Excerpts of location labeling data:
[start]

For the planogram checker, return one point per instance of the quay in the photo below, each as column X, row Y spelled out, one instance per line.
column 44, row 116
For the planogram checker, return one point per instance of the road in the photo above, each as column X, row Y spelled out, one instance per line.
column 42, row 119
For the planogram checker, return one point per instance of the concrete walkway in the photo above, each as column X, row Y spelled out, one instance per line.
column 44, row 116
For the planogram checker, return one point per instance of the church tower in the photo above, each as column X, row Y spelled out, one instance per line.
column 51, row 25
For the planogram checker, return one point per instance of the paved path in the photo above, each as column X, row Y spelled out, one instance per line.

[end]

> [Your objective]
Recast the rows above as a numbered list, one line per number, with any blank lines left out.

> [Exercise output]
1. For the planogram checker, return one point per instance of the quay in the photo below, each as column X, row Y spelled out, one instance per line.
2. column 44, row 116
3. For the planogram checker, return one point per instance of the road in the photo above, each as column X, row Y spelled out, one instance per line.
4. column 42, row 119
5. For the planogram checker, return one point per instance of the concrete walkway in the photo above, each as column X, row Y spelled out, one instance per line.
6. column 44, row 116
7. For the planogram checker, return one point per instance of the church tower in the photo above, each as column X, row Y spelled out, one instance per line.
8. column 51, row 25
9. For the planogram checker, return one point per instance of the paved path in the photo above, each as column X, row Y spelled out, one instance per line.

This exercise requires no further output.